TO BE DONE: Which lines in the records below contain the string "bumper", with case taken into account? Collect each such line in full.

DATA RECORDS:
════════════════
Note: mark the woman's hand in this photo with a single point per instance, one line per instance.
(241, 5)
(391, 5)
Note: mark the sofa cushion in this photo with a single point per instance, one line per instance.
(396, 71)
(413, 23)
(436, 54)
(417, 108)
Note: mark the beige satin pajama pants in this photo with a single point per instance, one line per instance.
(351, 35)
════════════════
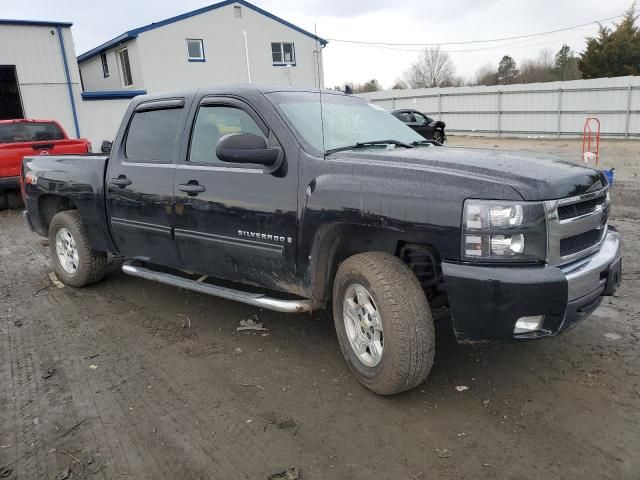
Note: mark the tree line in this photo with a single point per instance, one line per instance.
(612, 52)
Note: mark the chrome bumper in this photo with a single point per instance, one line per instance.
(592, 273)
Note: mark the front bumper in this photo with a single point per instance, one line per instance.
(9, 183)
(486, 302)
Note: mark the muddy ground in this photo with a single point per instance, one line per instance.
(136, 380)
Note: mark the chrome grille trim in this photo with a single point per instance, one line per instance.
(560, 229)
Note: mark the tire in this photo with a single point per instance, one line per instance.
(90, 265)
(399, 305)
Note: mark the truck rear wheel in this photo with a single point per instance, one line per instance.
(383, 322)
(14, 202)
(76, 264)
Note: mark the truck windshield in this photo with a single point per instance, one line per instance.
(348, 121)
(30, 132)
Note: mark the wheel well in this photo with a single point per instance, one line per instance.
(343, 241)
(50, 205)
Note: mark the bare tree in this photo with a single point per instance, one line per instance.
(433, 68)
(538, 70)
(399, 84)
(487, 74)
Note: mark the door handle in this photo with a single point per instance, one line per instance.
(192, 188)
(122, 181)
════════════════
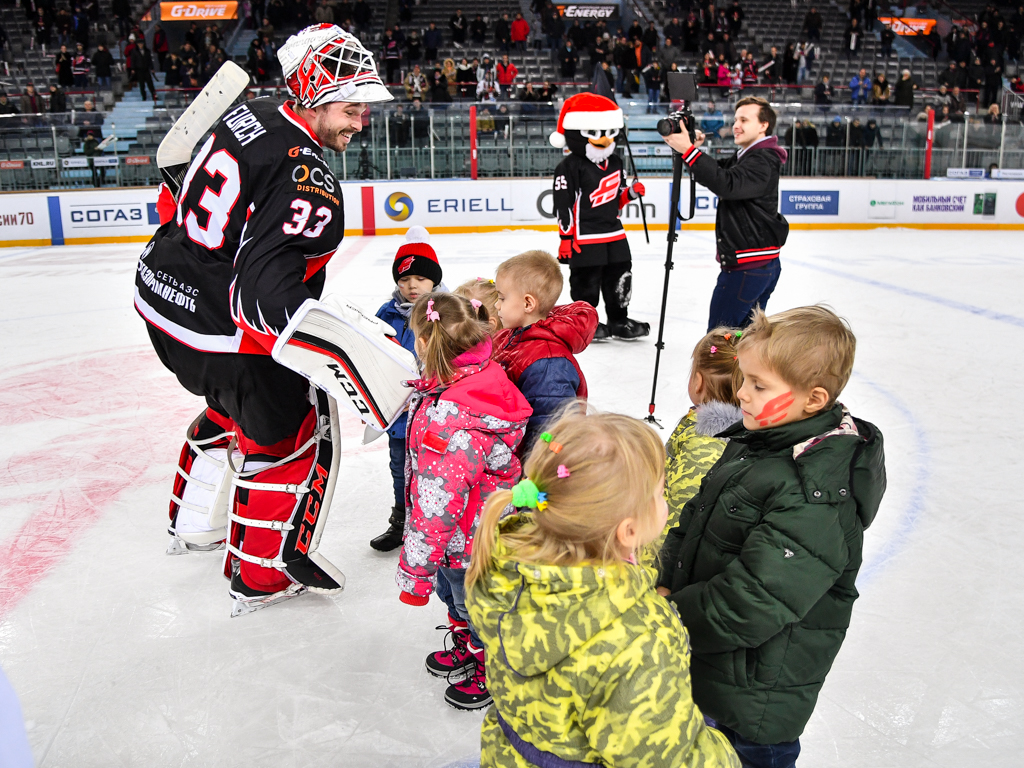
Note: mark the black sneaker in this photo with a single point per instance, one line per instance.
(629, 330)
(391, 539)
════════════════
ANSWER TO THE PROBLEM:
Note: mark the chrome bumper in this photo with a single point per instance, one line per instance.
Note: mark the front bumper in this photo with a single point per instance, one line per instance.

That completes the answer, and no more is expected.